* **Material provided**:
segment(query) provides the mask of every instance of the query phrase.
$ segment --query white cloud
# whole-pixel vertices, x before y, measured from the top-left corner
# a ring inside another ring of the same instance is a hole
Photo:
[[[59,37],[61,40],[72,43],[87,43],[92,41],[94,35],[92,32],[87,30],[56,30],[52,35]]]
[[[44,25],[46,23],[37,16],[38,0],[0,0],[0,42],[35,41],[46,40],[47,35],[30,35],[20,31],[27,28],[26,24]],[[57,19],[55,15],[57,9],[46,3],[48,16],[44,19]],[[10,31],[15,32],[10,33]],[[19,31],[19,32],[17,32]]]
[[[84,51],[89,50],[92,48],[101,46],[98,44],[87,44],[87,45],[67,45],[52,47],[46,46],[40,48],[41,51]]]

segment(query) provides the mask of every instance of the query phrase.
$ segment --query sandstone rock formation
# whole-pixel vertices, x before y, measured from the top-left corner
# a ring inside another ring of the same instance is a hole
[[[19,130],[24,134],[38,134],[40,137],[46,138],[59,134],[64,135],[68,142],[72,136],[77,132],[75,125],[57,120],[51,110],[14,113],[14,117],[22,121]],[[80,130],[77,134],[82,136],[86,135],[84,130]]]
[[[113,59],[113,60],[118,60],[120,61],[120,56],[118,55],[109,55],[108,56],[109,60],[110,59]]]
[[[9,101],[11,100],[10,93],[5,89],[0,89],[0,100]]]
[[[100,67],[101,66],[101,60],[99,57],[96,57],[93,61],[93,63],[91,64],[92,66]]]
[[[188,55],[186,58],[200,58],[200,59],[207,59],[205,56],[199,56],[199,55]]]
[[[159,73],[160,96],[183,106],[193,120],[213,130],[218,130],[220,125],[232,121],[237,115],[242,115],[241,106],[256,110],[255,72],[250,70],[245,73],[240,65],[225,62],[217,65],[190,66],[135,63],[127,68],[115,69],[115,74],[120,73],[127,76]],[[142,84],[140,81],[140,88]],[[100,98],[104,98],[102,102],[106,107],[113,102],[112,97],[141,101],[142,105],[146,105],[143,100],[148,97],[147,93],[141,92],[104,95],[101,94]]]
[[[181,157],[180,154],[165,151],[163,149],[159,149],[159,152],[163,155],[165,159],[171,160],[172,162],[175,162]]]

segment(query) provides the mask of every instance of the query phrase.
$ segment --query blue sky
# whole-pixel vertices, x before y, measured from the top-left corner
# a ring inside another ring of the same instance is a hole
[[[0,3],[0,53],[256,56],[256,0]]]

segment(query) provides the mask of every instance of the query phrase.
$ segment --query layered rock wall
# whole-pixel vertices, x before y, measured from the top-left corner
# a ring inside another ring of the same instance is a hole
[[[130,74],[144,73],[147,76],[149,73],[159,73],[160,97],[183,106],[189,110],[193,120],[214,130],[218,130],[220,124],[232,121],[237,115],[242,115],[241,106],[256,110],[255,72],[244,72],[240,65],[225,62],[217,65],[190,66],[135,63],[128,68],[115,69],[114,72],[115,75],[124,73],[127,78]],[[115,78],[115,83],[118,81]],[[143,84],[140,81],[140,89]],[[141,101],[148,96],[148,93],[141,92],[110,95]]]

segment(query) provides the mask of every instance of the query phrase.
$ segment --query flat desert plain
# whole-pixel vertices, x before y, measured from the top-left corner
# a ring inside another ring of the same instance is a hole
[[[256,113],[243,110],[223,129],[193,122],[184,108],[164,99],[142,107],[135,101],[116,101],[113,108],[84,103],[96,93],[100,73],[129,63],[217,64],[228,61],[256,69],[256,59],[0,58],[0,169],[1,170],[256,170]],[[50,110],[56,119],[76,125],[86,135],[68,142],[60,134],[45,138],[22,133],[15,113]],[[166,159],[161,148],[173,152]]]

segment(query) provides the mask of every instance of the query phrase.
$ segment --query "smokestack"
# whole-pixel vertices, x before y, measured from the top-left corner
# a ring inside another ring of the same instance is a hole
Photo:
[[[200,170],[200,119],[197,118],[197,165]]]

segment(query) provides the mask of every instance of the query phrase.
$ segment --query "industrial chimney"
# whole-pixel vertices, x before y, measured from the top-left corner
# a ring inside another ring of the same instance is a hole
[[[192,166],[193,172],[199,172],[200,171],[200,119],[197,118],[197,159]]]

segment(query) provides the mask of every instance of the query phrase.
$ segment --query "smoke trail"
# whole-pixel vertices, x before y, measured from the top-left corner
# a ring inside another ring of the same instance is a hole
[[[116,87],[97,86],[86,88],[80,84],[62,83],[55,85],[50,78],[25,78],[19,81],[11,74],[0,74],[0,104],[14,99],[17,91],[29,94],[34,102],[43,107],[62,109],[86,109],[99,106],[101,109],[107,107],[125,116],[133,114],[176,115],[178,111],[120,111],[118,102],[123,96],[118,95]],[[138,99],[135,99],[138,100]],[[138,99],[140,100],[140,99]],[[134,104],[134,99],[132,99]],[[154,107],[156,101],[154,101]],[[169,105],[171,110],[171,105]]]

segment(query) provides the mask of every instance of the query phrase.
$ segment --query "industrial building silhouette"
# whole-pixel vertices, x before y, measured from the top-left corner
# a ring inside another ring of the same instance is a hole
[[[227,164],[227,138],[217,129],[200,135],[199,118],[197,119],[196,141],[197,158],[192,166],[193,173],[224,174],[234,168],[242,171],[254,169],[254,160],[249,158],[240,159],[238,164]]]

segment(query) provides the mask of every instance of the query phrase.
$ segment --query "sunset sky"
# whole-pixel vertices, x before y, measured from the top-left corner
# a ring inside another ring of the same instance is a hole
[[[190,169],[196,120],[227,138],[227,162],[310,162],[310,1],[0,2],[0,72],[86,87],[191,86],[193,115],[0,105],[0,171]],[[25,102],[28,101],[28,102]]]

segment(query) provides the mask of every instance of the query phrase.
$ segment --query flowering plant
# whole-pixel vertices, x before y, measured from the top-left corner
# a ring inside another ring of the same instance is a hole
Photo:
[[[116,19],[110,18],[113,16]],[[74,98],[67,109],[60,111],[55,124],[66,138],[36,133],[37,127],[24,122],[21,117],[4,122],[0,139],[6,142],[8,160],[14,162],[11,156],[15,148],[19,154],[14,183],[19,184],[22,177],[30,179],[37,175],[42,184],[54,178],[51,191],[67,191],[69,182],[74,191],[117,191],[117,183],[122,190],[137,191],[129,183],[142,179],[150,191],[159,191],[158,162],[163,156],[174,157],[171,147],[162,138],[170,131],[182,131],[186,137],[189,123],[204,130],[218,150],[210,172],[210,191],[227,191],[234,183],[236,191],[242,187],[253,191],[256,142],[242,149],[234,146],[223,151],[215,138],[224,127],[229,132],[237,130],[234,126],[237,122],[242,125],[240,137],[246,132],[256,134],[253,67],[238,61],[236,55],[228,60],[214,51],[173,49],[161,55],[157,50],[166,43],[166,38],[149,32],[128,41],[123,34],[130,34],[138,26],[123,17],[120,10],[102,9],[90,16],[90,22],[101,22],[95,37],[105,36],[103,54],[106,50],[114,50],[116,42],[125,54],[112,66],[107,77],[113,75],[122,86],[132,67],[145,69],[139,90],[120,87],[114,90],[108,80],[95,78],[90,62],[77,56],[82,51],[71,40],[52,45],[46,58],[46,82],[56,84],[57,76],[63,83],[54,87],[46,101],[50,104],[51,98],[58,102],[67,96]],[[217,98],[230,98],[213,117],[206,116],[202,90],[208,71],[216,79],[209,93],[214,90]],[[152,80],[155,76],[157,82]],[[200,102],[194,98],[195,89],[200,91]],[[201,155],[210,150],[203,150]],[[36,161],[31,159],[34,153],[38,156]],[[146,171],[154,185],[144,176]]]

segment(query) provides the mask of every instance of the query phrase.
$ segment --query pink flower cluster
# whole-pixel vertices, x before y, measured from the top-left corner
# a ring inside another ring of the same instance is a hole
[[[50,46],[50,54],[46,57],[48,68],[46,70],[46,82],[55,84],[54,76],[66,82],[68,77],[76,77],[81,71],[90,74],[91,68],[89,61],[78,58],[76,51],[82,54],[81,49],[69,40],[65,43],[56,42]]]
* * *
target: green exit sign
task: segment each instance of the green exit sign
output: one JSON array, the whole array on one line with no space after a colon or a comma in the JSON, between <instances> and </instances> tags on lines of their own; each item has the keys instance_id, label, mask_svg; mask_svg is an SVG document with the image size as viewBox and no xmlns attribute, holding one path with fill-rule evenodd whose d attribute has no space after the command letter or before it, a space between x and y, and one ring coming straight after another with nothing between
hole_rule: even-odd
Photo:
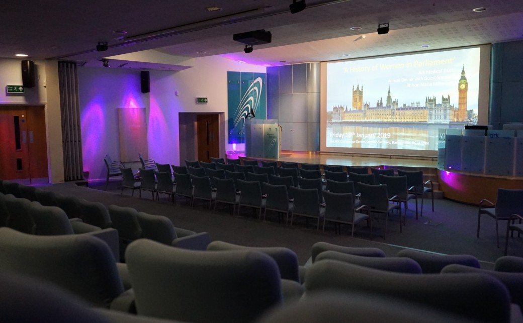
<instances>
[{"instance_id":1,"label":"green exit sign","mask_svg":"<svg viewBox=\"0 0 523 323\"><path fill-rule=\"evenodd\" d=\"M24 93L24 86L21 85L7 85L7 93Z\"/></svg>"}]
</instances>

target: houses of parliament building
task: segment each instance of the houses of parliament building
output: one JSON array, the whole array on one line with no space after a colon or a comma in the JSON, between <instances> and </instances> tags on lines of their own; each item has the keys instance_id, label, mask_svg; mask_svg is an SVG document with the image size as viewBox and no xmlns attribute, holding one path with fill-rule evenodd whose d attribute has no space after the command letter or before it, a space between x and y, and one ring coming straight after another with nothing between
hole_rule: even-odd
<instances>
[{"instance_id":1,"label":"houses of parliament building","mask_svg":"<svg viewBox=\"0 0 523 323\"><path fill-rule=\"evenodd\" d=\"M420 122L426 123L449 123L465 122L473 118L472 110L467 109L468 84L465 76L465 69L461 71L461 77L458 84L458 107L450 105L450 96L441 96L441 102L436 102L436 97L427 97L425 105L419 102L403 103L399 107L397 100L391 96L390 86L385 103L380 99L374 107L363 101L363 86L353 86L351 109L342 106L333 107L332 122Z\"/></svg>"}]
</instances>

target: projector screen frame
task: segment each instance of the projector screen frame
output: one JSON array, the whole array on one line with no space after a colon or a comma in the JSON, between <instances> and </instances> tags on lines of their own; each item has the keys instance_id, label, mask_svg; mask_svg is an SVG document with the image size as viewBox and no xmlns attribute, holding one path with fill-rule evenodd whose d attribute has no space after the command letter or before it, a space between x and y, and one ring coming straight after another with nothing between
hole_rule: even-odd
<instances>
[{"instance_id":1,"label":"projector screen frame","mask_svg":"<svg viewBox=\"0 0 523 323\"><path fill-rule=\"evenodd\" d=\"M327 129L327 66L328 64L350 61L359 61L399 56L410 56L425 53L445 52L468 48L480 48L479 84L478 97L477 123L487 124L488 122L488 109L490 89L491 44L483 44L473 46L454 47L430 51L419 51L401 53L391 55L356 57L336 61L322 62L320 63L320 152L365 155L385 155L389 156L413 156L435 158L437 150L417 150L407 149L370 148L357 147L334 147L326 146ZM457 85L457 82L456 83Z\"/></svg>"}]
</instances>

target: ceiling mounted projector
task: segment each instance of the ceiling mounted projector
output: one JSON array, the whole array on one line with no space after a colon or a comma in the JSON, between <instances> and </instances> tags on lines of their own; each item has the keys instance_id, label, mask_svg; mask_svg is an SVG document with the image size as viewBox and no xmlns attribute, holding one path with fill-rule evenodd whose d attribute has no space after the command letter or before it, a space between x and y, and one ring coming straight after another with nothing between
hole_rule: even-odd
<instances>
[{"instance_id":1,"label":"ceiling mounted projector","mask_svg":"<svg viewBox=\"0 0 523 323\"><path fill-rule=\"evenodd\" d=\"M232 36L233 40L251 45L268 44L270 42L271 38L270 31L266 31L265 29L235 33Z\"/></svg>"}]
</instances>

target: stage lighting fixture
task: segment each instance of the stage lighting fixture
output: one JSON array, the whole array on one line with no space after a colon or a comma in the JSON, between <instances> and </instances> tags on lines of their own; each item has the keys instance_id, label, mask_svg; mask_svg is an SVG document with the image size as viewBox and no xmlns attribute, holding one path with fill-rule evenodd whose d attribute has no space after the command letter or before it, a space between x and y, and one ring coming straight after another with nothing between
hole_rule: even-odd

* **Problem description**: Gather every line of the rows that contains the word "green" and copy each one out in full. Case counts.

* **Result of the exercise**:
target: green exit sign
task: segment each instance of the green exit sign
[{"instance_id":1,"label":"green exit sign","mask_svg":"<svg viewBox=\"0 0 523 323\"><path fill-rule=\"evenodd\" d=\"M24 93L24 86L21 85L7 85L7 93Z\"/></svg>"}]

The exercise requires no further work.